* **TASK INPUT**:
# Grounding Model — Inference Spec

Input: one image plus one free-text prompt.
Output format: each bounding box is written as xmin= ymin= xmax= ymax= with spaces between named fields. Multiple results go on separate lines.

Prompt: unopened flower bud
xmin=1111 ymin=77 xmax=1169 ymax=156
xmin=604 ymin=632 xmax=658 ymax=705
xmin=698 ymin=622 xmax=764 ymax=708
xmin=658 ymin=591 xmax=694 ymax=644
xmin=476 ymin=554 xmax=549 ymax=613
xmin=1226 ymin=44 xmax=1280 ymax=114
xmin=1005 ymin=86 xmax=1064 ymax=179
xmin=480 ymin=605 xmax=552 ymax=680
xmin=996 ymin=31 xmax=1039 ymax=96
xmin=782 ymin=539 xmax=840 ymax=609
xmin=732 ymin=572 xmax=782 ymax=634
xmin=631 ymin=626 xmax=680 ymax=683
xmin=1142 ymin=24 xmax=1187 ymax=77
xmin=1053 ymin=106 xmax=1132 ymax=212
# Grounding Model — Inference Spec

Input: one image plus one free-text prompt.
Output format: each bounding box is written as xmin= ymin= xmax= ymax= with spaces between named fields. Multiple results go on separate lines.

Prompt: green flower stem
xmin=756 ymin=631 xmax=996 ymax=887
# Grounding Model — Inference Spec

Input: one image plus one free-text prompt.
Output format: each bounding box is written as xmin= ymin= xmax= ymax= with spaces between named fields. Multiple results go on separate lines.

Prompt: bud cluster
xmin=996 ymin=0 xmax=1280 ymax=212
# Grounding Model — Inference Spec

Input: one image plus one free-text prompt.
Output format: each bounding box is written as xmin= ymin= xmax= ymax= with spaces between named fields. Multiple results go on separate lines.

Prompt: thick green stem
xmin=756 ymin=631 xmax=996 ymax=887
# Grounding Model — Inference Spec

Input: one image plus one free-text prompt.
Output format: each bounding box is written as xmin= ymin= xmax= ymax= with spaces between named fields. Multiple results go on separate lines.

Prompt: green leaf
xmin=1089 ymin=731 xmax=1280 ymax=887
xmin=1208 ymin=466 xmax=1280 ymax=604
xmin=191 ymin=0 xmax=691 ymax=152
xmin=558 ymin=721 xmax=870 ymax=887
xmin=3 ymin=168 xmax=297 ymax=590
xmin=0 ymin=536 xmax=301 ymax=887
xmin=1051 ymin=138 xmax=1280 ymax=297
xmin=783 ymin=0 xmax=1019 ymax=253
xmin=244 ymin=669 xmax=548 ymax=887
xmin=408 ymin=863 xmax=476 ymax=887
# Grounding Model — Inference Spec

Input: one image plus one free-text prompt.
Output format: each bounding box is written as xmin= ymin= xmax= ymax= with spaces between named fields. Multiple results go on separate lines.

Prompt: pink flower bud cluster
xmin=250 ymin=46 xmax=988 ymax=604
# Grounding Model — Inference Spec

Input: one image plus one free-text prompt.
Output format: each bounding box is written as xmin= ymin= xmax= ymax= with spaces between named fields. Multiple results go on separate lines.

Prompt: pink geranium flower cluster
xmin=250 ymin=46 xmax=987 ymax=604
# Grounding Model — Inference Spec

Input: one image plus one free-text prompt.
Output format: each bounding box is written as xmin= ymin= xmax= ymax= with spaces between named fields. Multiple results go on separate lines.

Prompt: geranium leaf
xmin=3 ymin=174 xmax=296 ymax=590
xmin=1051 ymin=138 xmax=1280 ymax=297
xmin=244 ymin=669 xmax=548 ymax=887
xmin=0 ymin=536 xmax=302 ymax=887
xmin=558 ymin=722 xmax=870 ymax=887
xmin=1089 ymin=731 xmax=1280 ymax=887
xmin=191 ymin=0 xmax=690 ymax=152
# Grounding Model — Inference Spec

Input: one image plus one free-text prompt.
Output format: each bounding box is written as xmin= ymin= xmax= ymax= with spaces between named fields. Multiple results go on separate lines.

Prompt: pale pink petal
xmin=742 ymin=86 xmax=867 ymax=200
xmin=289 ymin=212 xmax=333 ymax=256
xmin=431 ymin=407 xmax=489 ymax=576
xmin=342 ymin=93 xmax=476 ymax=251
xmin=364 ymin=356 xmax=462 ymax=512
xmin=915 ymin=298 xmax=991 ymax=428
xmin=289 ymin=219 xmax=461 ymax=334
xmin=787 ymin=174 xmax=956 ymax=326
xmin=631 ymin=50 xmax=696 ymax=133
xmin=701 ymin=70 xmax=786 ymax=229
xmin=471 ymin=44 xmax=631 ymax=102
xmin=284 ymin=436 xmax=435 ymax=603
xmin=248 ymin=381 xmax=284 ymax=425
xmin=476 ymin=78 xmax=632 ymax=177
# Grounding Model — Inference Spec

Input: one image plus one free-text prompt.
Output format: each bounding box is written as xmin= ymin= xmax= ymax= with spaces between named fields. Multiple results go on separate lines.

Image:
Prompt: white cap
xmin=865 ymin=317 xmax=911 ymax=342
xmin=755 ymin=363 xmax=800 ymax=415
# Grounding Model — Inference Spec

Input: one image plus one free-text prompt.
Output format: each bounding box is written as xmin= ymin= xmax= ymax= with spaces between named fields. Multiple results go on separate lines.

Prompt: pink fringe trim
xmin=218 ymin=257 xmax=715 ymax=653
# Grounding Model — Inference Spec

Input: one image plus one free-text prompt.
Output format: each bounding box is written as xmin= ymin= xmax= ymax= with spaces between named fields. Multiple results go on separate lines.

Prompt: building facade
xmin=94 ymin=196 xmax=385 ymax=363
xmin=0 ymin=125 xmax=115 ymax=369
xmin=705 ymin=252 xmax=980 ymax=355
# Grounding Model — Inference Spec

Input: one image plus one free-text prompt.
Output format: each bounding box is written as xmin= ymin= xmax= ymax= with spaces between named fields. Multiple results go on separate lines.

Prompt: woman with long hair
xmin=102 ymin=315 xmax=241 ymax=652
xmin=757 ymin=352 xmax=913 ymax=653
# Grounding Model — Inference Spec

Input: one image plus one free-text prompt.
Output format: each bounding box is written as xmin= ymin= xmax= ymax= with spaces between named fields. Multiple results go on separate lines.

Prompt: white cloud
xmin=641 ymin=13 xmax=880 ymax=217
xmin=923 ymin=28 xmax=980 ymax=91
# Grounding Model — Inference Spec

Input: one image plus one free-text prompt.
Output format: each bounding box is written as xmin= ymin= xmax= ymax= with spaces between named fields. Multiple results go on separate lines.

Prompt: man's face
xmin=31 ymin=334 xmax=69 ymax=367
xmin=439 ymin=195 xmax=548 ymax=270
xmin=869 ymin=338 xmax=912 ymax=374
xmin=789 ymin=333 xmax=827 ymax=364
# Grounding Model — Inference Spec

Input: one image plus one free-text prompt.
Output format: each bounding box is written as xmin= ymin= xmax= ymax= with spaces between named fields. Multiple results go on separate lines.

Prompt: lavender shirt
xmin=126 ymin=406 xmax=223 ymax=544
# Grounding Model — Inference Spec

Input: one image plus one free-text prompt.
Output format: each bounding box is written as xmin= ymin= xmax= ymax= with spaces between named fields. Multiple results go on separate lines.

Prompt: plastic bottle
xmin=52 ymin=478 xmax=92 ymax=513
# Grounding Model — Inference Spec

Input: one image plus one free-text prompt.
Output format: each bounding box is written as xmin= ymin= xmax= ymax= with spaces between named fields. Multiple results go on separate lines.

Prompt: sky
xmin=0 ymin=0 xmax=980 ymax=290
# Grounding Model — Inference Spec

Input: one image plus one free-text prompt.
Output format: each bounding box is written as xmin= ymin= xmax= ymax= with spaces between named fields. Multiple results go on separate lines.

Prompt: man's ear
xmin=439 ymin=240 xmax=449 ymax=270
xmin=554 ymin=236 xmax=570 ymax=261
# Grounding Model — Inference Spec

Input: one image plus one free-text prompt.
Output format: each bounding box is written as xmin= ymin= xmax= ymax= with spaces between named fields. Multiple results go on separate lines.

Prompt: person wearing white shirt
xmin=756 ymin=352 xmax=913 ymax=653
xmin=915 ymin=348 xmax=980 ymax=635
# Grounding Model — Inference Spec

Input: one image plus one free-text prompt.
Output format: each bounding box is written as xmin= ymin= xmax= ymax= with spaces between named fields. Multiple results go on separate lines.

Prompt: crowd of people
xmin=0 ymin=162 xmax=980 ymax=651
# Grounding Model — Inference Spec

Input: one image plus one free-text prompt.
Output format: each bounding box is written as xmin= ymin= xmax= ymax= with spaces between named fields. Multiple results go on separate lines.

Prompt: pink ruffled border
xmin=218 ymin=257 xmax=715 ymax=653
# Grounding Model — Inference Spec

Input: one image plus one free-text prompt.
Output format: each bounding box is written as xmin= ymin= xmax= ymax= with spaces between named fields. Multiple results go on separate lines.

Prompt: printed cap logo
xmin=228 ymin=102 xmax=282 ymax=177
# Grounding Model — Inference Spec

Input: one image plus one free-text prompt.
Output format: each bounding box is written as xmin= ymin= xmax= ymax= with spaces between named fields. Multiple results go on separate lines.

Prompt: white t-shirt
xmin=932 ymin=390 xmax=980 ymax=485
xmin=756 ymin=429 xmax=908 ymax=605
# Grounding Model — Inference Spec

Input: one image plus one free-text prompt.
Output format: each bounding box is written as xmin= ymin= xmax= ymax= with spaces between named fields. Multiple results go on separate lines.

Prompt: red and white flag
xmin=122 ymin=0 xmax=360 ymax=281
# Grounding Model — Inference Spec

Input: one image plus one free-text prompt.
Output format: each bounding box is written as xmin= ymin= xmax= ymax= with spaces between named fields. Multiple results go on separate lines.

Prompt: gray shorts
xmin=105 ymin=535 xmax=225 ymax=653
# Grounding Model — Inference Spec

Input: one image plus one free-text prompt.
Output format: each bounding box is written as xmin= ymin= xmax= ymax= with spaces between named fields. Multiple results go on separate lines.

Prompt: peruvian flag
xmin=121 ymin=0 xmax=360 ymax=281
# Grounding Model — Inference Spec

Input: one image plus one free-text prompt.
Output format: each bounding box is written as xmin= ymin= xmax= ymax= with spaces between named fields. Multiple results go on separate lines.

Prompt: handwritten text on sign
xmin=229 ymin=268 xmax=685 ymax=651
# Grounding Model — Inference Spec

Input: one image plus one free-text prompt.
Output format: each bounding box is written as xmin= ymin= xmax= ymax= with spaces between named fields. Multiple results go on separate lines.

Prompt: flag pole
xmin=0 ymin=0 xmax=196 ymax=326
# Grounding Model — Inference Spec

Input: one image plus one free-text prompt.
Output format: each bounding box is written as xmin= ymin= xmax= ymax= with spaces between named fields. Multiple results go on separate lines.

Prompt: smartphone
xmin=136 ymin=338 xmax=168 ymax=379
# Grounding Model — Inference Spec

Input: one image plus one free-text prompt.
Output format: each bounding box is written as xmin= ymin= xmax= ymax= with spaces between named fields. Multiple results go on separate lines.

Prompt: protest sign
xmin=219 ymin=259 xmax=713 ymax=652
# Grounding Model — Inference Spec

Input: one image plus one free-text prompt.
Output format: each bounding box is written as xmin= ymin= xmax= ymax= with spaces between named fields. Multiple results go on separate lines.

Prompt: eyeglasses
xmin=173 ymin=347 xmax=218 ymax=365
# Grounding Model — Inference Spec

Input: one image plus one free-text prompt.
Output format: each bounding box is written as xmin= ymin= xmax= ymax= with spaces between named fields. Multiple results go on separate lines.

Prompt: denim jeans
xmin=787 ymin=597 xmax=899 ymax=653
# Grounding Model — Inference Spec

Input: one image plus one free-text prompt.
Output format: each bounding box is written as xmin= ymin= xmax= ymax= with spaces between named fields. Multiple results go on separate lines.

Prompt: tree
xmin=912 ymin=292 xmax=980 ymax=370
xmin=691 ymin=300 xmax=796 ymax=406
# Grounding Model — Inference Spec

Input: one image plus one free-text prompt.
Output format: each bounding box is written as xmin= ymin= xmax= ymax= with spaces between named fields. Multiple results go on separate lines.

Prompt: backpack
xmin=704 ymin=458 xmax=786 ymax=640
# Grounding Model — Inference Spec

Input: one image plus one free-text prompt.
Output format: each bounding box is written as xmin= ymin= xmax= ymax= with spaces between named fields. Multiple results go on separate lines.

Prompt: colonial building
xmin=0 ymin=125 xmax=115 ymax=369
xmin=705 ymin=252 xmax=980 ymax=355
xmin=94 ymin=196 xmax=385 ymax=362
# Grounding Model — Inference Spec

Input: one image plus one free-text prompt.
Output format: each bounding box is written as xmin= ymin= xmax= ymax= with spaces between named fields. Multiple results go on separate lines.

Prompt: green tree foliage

* **EXERCISE**: Recast the data from its start through the line containing "xmin=1053 ymin=106 xmax=1132 ymax=212", inclusive, as a numbered list with blank lines omitted.

* **CORRECT OUTPUT**:
1. # Grounding Model — Inference Spec
2. Input: one image plus one free-text prompt.
3. Output format: each bounding box is written as xmin= ymin= xmax= ymax= with spaces between named fields. Multiple results go on separate lines.
4. Prompt: unopened flower bud
5. xmin=1111 ymin=77 xmax=1169 ymax=156
6. xmin=604 ymin=632 xmax=658 ymax=705
7. xmin=698 ymin=622 xmax=764 ymax=708
8. xmin=658 ymin=591 xmax=694 ymax=644
9. xmin=476 ymin=554 xmax=549 ymax=613
10. xmin=1226 ymin=44 xmax=1280 ymax=114
11. xmin=1005 ymin=86 xmax=1064 ymax=179
12. xmin=480 ymin=605 xmax=552 ymax=680
13. xmin=996 ymin=31 xmax=1039 ymax=96
14. xmin=782 ymin=539 xmax=840 ymax=609
15. xmin=732 ymin=572 xmax=782 ymax=634
16. xmin=631 ymin=626 xmax=680 ymax=683
17. xmin=1142 ymin=24 xmax=1187 ymax=77
18. xmin=1053 ymin=106 xmax=1132 ymax=212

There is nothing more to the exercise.